INSTRUÇÃO 1
Cada afirmação a seguir concorda com o texto sobre a Mostra? Responda sim ou não a cada uma e cite literalmente as palavras do texto que decidem a resposta. (a) A nona edição exibe 41 filmes de graça. (b) A homenageada da edição é a cineasta Emilia Silveira. (c) Os filmes sobre Memória e Verdade são apresentados em cinco sessões.
INSTRUÇÃO 2
Segundo o texto sobre a Mostra, em que período a 9ª Mostra está sendo realizada?
INSTRUÇÃO 3
Escreva a continuação do texto sobre a Mostra a partir do ponto em que ele termina.

Ditadura militar em foco na 9ª Mostra Cinema e Direitos Humanos no Hemisfério Sul
O cinema como peça fundamental na construção e reconstrução da História de nosso país. Ao eleger o tema Memória e Verdade como referência simbólica, a 9ª Mostra Cinema e Direitos Humanos no Hemisfério Sul, que está sendo realizada em todo o país, de 3 de novembro a 20 de dezembro, chama atenção particularmente para os 50 anos do golpe militar, fato que inaugurou uma etapa da vida política nacional marcada por sistemáticas violações de Direitos Humanos. Com o intuito de reafirmar o repúdio aos abusos cometidos no período, e assim evitar a repetição, como também de rememorar a heroica resistência de quem lutou pela democracia, serão exibidos, em quatro sessões ao longo de toda a programação, cinco filmes que retratam os acontecimentos políticos da época.
Ao todo, a nona edição da Mostra exibe gratuitamente 41 filmes que abordam de forma diversa questões relacionadas aos Direitos Humanos. Ainda como menção aos 50 anos do golpe, homenageia a cineasta Lucia Murat, referendando a sua luta política e exibindo quatro longas-metragens da diretora que, em sua obra, aborda de forma corajosa e sensível a temática dos Direitos Humanos. Reunidos em quatro sessões, os cinco filmes que serão exibidos dentro da Mostra Memória e Verdade são: Ação Entre Amigos, de Beto Brant; O Dia em que Dorival Encarou a Guarda, de Jorge Furtado e José Pedro Goulart; Setenta, de Emilia Silveira; Cabra Marcado para Morrer, de Eduardo Coutinho e Cidadão Boilesen, de Chaim Litewski.

DADOS FORNECIDOS
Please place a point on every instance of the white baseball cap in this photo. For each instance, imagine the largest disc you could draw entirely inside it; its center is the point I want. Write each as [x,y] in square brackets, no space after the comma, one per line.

RESPOSTA 1
(a) Sim: "exibe gratuitamente 41 filmes".
(b) Não: "homenageia a cineasta Lucia Murat".
(c) Não: "Reunidos em quatro sessões".

RESPOSTA 2
De 3 de novembro a 20 de dezembro.

RESPOSTA 3
“Os filmes, realizados em contextos diversos, trabalham a memória, nunca estanque e inerte, do que significou aquele evento crucial, algo especialmente importante nos dias presentes quando, afinal, uma Comissão da Verdade constituída pelo Governo Federal está em atuação e quando grandes veículos de comunicação são confrontados com suas próprias posturas e opiniões em épocas anteriores. Com isso, o passado, mais do que nunca, vira motivo de conflito sobre seus sentidos. A própria designação daquilo que precipitou a ditadura que esteve no poder no Brasil durante duas décadas é, em si, uma arena de confrontos”, observa Rafael de Luna Freire, curador da Mostra Memória e Verdade. Para ele, as graves e severas restrições e abusos contra as liberdades individuais e coletivas são vergonhosos atentados à dignidade humana que não podem ser esquecidos, sendo o cinema brasileiro não só testemunha dessa história, mas um canal de revisão crítica na interpretação do golpe de 1964 e suas consequências.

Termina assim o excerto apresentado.